Всем стало ясно: теперь, как никогда, первая роль – разведчикам. Они должны своевременно обнаруживать опорные пункты врага, его заслоны и засады и всюду находить наиболее верные и легкие пути вперед. Вместе с ними, в тесном взаимодействии, должны идти Саперы; их задача – шаг за шагом расчищать путь пехоте. А пехота должна действовать главным образом небольшими подвижными группами, вместе с собой двигая артиллерию. В связи с этим каждый младший командир был обязан проявлять в боях как можно больше самостоятельности, инициативы, благородного риска. Здесь, как никогда, каждый гвардеец в отдельности, зачастую – один на один с врагом, должен был проявить все свои лучшие воинские качества, подняться на самую высшую ступень воинского мастерства и доблести. Все поняли: этот поход сквозь леса и болота для каждого воина – труднейший экзамен выдержки, мужества, умения преодолевать любые трудности и лишения.
Все шло так, как и было задумано.
По заросшим просекам, забытым тропам, узеньким проходам, сквозь невидимые щели в стене лесов гвардейцы просочились в низменность сразу на довольно большом участке. Они стали обходить опорные пункты врага с флангов. Всюду загорелись короткие, но жаркие бои. Они были полны настоящего драматизма и невиданной ярости. Извечная тишина лубанских лесов и болот была враз опрокинута. Лес содрогался от грохота орудий. Громовое эхо катилось в дали, затянутые дымкой. Огромные деревья, хряская, падали на землю. От снарядов и мин тяжко ухали и стонали болота, а на озерах взлетали кудлатые фонтаны. Великое смятение поднялось в птичьих царствах. Отовсюду доносило сухой треск ружейно-пулеметной пальбы и порывы людской разноголосицы…
III
Особое слово о тех, что шли впереди.
======
Продолжите текст о походе гвардейцев через лубанские леса и болота, начав сразу после его последней фразы. Пункты, которые приводятся далее, представляют собой самостоятельный материал и с текстом о походе гвардейцев через лубанские леса и болота не связаны.
======
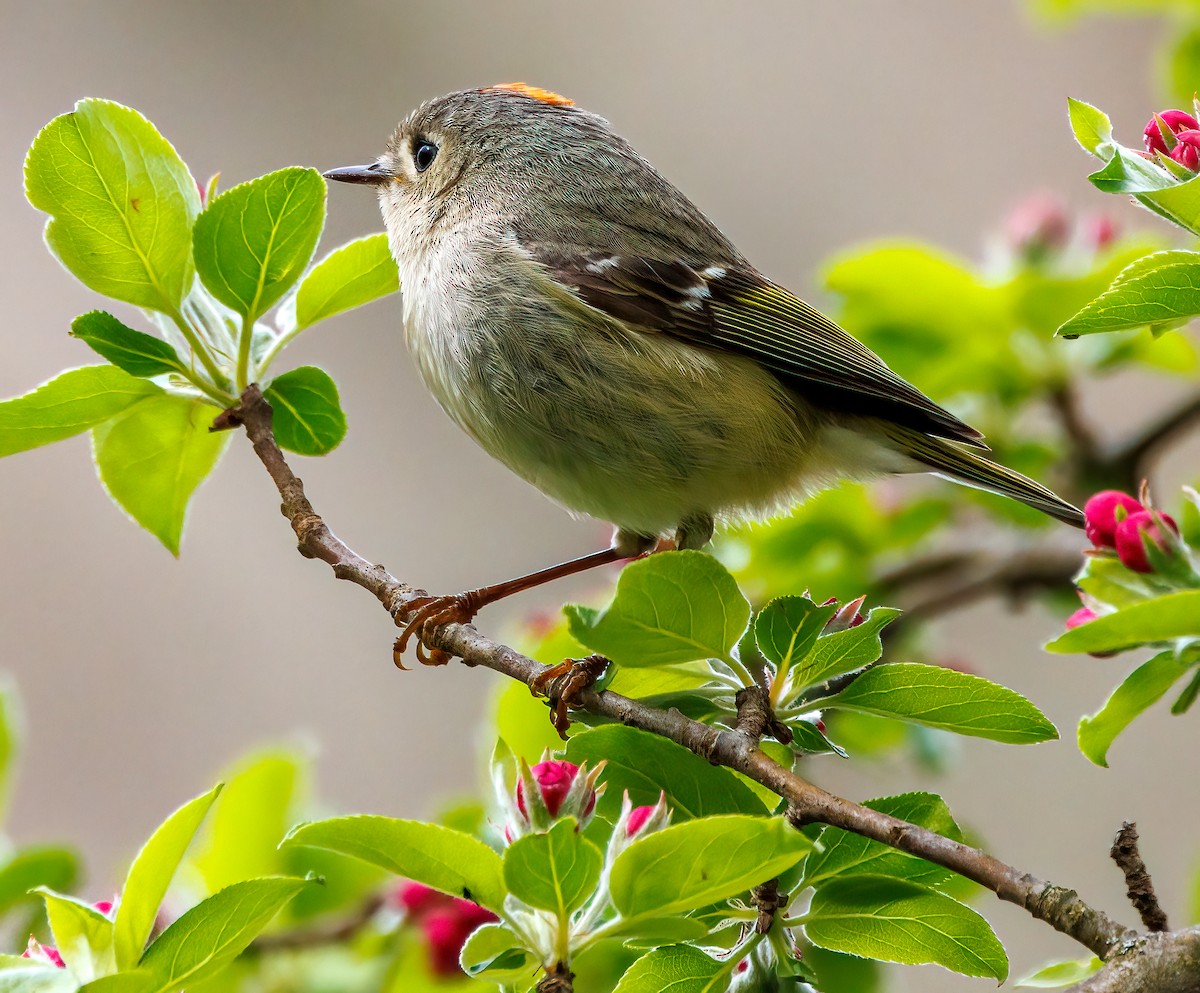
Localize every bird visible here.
[324,83,1084,664]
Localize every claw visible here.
[529,655,608,741]
[392,592,479,669]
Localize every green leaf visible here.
[458,923,538,983]
[566,724,766,822]
[1046,590,1200,655]
[822,662,1058,745]
[1076,652,1194,766]
[25,100,200,313]
[754,596,838,672]
[296,233,400,329]
[1013,955,1104,989]
[610,816,812,917]
[71,311,184,377]
[804,875,1008,982]
[804,793,962,886]
[190,747,306,898]
[283,814,505,911]
[0,845,79,914]
[1067,97,1112,160]
[38,889,116,982]
[793,607,904,687]
[0,366,162,457]
[194,167,325,321]
[113,783,221,970]
[79,969,154,993]
[92,390,229,555]
[142,877,311,993]
[504,817,604,921]
[0,679,20,820]
[1057,252,1200,338]
[0,956,79,993]
[563,552,750,666]
[613,945,730,993]
[263,366,346,456]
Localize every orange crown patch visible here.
[484,83,575,107]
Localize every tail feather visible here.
[886,426,1084,528]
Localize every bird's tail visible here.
[884,425,1084,528]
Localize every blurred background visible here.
[0,0,1200,991]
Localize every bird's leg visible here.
[392,531,655,669]
[529,655,608,741]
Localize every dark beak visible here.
[322,162,392,186]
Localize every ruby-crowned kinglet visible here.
[325,83,1084,657]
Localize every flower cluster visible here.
[389,880,499,976]
[1084,489,1180,572]
[1144,110,1200,173]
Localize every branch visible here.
[225,386,1133,958]
[1064,927,1200,993]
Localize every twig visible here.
[1099,395,1200,493]
[220,386,1132,964]
[1109,820,1170,931]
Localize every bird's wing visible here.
[522,242,986,449]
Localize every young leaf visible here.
[92,393,229,555]
[564,552,750,666]
[38,889,116,982]
[263,366,346,456]
[1013,955,1104,989]
[113,783,221,970]
[1067,97,1112,160]
[610,816,812,917]
[458,923,538,985]
[142,875,310,993]
[564,724,767,823]
[613,945,730,993]
[822,662,1058,745]
[804,875,1008,982]
[71,311,184,377]
[1057,252,1200,338]
[283,814,505,913]
[0,845,79,914]
[25,100,200,313]
[804,793,962,886]
[296,233,400,330]
[0,366,162,456]
[190,748,298,892]
[194,167,325,321]
[754,596,838,672]
[1046,590,1200,655]
[1076,652,1194,766]
[504,817,604,921]
[793,607,904,686]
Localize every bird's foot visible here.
[391,590,484,669]
[529,655,608,741]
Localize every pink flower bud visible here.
[1080,213,1120,252]
[1067,607,1098,631]
[421,907,474,976]
[389,879,451,917]
[517,759,596,820]
[1142,110,1200,155]
[1115,510,1180,572]
[1004,193,1070,261]
[1171,131,1200,173]
[20,934,67,969]
[625,806,658,837]
[1084,489,1145,548]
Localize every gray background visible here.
[0,0,1200,991]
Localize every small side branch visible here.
[231,386,1133,964]
[1109,820,1170,931]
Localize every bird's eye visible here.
[413,138,438,173]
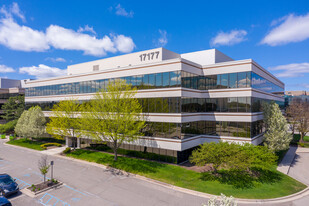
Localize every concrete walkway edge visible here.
[277,146,297,175]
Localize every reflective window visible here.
[237,72,247,88]
[229,73,237,88]
[162,72,170,88]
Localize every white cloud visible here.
[115,4,134,18]
[0,18,50,51]
[269,62,309,77]
[0,4,135,56]
[11,2,26,22]
[157,29,168,47]
[210,30,247,46]
[45,57,66,62]
[77,25,97,35]
[0,64,15,73]
[113,35,135,53]
[261,13,309,46]
[0,2,26,22]
[19,64,67,79]
[46,25,117,56]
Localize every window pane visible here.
[221,122,230,136]
[136,75,143,89]
[238,97,247,112]
[237,72,247,88]
[170,71,181,87]
[229,122,238,137]
[162,72,170,87]
[155,73,162,88]
[141,74,149,89]
[149,74,155,89]
[229,73,237,88]
[247,72,252,87]
[228,97,237,112]
[221,74,229,89]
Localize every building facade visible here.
[0,78,25,124]
[22,48,284,162]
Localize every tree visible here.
[1,95,25,121]
[15,110,30,138]
[46,99,82,149]
[263,102,292,152]
[286,100,300,136]
[81,80,145,161]
[286,99,309,142]
[190,141,277,173]
[38,155,50,182]
[15,106,46,138]
[203,193,237,206]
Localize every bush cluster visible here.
[41,142,62,149]
[63,147,71,154]
[190,142,278,172]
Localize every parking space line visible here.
[39,192,70,206]
[14,177,30,190]
[64,185,88,196]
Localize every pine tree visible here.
[263,102,292,152]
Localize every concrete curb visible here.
[54,155,309,204]
[3,142,42,153]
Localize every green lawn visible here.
[7,137,64,151]
[67,150,306,199]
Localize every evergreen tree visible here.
[1,95,25,121]
[263,102,292,152]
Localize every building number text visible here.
[139,51,160,61]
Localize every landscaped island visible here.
[67,149,306,199]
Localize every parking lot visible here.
[0,140,207,206]
[0,159,108,206]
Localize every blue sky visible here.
[0,0,309,90]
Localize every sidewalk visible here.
[41,147,67,155]
[277,146,297,175]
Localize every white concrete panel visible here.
[68,48,180,75]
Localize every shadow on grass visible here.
[201,168,282,189]
[70,150,166,174]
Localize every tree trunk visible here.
[114,141,118,161]
[114,148,118,161]
[299,132,304,142]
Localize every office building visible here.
[22,48,284,162]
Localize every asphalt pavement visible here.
[0,140,208,206]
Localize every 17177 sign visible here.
[139,51,160,62]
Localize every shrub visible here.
[41,142,62,149]
[190,142,277,172]
[0,120,17,134]
[9,136,16,141]
[63,147,71,154]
======
* _Ответ на задание_
Легко сказать – идти первым сквозь дремучие, необжитые, безмолвные леса и болота! Куда идти: той или этой тропой? Что вот за этим вековым деревом? Может быть, смерть? Что означает вот этот бугорок, прикрытый прошлогодней листвой и хвоей? Поднимается гриб или заложена мина? Выдержит ли вот эта кочка? Или она обманет – и тогда во власть трясины? Почему упала ветка с дерева? Что это блеснуло в зеленой листве?
Труден и опасен путь разведчика в лесу. Нельзя сказать, что всегда и везде в боях за низменность была хорошо организована разведка. Но большинство разведчиков все же оправдали то высокое доверие, которое возлагалось на них. Многие из них именно здесь стали подлинными мастерами разведки, обладающими большой силой, выносливостью, хитростью, бесстрашной волей.
Умело и отважно действовала в разведке, например, группа гвардии сержанта Романчука. Однажды ей было поручено разведать путь в глубь большого урочища. Романчук действовал, как того требует Боевой устав пехоты. Впереди он послал дозорными бойцов Колобова и Белоконь, а по сторонам – Вадина и Хлопова. Группа двигалась осторожно и бесшумно. Каждый боец передвигался от дерева к дереву, от куста к кусту, напрягая слух и зрение. Обо всем, что замечали и слышали, дозорные доносили Романчуку, а он – старшему командиру.
Выйдя на опушку урочища, разведчики заметили на небольшой высоте свежие бугорки земли. Разведчики залегли и начали ползком выдвигаться в поле. Наблюдением было установлено: на высотке у немцев один пулемет и два автоматчика. Отнесись разведчики к делу не так, как велит сердце, – у высотки наши гвардейцы могли понести немалые потери. Но у Романчука возникла мысль: по характеру занимаемого рубежа фашисты должны иметь здесь больше огневых средств. Рассредоточившись так, чтобы создать о себе впечатление, как о большой группе, разведчики внезапно открыли дружный огонь. Дерзкие действия разведчиков ошеломили немцев, и они в смятении ввели в бой все свои средства – три пулемета, до десяти автоматов и даже пушку, тщательно замаскированную в кустах.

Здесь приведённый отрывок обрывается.